- Aim -
Write out the items below again with "pixel coordinates" changed to "image coordinates" wherever it appears and everything else left as it is. Omit the pictures.

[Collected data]
+---+

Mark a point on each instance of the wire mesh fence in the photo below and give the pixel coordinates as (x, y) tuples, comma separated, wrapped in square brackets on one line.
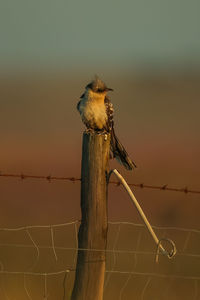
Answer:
[(38, 262)]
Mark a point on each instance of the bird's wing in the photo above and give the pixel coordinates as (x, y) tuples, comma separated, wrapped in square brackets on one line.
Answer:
[(110, 114), (78, 104)]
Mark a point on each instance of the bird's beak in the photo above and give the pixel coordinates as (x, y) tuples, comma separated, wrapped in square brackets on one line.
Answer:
[(108, 89)]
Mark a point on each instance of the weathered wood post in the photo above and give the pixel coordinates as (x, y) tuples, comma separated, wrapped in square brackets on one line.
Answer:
[(90, 268)]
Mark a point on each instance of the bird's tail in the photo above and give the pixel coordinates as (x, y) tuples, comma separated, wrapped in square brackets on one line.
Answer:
[(120, 153)]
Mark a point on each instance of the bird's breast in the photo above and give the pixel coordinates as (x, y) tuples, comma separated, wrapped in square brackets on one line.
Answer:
[(93, 113)]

+---+

- Task output -
Mark a point on each instance of the wire mesh fence in the photo below and give the image coordinates as (x, y) tuples, comma separated, wrapped in square brackets on one line.
Answer:
[(38, 262)]
Mark a point on each instance of the bird's wing in the photo above and give the image coordinates as (x, y) tuples, comma separated, wrapped in square brackets on one line.
Answer:
[(110, 114), (78, 104)]
Mark a point on each instance of the bird's beak in the photo above and give the image coordinates as (x, y) tuples, comma separated, wrapped in square brackets on one line.
Answer:
[(108, 89)]
Mark a point on each instance of the weathered wood post in the photo above and give the image coordinates as (x, y) tuples, comma separated, wrapped in square brackets on one line.
Answer:
[(90, 268)]
Mark a point on each instance of the bird's tail in the photo above and give the image coordinates as (x, y) tuples, comma separated, wrapped in square brackets on one line.
Answer:
[(120, 153)]
Mark a point on each instance of the bird's breast in the photo above and give the image coordinates as (x, y) tuples, comma separated, wrapped in square brackets on one line.
Answer:
[(93, 113)]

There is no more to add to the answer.